OBJECTIVE →
Leave out the pictures, and reproduce exactly the lines from the line containing "of the soldier's" through the final line of the entries.

RECORDS FOR THIS EXERCISE →
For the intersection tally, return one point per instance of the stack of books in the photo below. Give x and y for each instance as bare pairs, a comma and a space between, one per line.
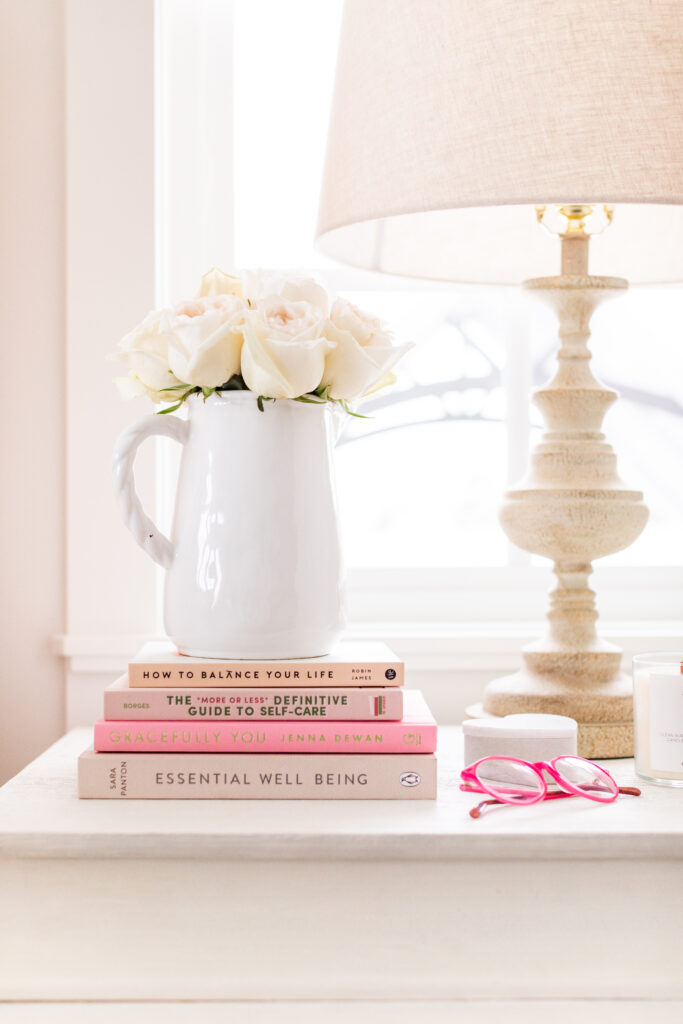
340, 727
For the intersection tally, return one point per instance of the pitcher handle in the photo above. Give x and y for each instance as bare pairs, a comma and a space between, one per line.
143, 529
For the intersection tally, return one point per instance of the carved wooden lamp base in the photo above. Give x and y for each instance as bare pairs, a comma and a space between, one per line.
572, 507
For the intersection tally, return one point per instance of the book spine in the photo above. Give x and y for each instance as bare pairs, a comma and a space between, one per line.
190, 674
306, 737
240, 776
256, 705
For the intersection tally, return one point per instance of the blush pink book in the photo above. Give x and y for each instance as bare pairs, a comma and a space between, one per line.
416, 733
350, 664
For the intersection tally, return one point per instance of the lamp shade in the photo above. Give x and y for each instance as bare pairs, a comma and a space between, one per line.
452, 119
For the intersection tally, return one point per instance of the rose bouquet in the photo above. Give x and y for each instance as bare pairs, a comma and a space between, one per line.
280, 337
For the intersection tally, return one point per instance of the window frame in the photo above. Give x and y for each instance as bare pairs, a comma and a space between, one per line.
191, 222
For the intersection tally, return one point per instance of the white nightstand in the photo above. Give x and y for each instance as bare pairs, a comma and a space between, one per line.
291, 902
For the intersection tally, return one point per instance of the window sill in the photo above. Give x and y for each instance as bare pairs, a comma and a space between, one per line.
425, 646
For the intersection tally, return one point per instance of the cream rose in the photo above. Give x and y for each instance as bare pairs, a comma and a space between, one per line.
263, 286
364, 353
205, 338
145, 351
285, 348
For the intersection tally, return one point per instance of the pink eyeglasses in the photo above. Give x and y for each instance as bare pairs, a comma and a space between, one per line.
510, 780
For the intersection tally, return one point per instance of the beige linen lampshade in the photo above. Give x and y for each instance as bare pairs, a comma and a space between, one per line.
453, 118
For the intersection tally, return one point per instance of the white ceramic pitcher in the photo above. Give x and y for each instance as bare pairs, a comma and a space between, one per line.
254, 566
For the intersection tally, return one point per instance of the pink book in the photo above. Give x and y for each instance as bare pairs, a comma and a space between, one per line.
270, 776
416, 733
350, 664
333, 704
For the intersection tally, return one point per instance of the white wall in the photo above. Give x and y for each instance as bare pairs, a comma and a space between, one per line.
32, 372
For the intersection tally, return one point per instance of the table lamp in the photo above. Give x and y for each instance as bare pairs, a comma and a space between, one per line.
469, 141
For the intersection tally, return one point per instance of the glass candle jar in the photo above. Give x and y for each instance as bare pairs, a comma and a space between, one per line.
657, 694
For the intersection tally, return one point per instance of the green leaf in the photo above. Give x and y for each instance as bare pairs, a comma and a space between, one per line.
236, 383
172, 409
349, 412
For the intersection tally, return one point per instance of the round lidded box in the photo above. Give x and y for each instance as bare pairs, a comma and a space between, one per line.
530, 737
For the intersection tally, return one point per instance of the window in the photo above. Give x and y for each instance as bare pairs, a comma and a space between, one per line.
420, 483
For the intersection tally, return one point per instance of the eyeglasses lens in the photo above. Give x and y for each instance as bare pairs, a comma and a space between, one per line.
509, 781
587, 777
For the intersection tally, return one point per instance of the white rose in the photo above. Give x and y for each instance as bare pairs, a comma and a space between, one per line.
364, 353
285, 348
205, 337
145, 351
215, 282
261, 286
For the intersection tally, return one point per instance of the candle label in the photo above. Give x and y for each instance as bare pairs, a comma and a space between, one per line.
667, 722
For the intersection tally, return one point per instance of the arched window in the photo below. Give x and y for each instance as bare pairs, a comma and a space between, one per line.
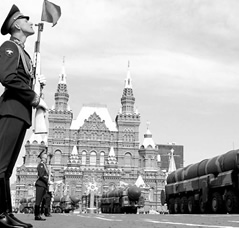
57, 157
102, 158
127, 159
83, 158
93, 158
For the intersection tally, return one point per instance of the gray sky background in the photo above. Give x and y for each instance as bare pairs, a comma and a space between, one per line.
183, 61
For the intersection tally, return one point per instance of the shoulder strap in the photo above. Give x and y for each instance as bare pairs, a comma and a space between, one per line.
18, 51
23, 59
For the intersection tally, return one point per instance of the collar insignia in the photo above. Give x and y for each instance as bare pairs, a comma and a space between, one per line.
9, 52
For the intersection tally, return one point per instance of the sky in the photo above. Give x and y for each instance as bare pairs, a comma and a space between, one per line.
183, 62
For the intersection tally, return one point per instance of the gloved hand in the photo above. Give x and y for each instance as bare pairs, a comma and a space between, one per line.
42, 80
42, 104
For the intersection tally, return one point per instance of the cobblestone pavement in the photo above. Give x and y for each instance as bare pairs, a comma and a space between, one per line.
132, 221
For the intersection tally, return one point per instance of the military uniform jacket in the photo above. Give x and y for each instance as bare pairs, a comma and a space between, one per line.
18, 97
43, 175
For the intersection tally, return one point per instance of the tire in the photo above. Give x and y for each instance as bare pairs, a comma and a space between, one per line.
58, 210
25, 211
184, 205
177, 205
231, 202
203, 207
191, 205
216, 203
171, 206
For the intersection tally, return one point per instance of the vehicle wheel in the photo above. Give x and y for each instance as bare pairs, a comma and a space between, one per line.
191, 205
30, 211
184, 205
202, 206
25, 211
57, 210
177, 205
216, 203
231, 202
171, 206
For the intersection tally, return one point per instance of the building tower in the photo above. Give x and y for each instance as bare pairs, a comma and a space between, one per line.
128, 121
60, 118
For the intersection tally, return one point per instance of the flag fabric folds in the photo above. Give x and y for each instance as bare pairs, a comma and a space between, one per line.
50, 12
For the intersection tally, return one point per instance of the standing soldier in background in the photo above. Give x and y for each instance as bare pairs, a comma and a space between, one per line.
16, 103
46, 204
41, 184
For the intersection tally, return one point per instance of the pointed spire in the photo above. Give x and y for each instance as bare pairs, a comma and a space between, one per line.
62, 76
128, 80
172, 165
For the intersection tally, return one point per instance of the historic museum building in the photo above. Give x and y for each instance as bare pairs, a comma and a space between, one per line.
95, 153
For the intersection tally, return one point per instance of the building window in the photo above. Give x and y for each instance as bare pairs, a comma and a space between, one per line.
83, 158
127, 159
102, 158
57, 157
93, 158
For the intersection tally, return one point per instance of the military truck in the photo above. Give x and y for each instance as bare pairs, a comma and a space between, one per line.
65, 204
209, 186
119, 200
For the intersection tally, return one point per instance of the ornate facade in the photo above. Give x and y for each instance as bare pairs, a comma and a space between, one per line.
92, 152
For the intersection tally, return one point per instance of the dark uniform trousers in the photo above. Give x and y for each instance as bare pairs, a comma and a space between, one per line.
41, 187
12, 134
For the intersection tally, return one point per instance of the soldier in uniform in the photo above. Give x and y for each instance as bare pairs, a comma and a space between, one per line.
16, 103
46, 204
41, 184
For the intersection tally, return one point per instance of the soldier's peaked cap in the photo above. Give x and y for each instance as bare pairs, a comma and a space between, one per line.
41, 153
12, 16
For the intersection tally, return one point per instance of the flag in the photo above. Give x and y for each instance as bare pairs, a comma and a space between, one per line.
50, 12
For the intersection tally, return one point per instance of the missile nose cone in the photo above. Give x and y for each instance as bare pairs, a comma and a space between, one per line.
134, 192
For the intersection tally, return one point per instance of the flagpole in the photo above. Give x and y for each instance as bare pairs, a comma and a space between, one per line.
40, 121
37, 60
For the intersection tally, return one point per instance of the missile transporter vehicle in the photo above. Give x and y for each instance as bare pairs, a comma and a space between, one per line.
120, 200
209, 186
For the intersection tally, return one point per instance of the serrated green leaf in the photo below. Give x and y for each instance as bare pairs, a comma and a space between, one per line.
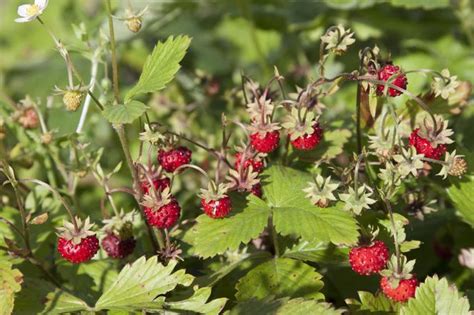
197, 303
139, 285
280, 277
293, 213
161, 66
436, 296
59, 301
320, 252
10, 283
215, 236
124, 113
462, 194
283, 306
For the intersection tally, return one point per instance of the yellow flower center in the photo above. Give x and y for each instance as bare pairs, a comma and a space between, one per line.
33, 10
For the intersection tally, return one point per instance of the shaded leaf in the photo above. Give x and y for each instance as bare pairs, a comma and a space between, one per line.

TASK RESULT →
For the intersection tally, return one point per instance of the soldier's peaked cap in the photo above. Give x and y for each instance as bare pairs, a comma and a space between, one per line.
41, 153
12, 16
For the intersection tally, return one point per instance of the flag in the photo above. Give x and y for each instance as bare pairs, a comma and a space between, one per line.
50, 12
For the intersection tally, return one point per instance of the missile nose cone in the photo above. Give x and y for each instance as bare pairs, a comma and a space between, one per line.
134, 192
For the intersection tally, return one point per instance of the flagpole in the photo above. Give x and y for each instance as bare pairs, a comma and a space between, one per line.
40, 121
37, 60
For the intersection tally, return one point per instance of the missile transporter vehicle in the photo above. Give x and y for each instance as bare pairs, a comma and a space between, one per line.
120, 200
209, 186
For the intersection tally, return one point per instance of the serrated green leaf in the photo below. Give x and y for each instance as bare pairs, a comma and a space between, one per line.
197, 303
139, 285
280, 277
293, 213
161, 66
436, 296
59, 301
320, 252
10, 283
215, 236
124, 113
462, 194
283, 306
For the intersection tally, return one point per instance of the yellow flower center in the photo above. Give x and y for each instance as bare pairs, a comma and a space between, one per line.
33, 10
For the intersection tally, return one point per instance of the shaded leaf in the photo above. Give x and y for each instance as bare pairs, a comma and a space between, one per line.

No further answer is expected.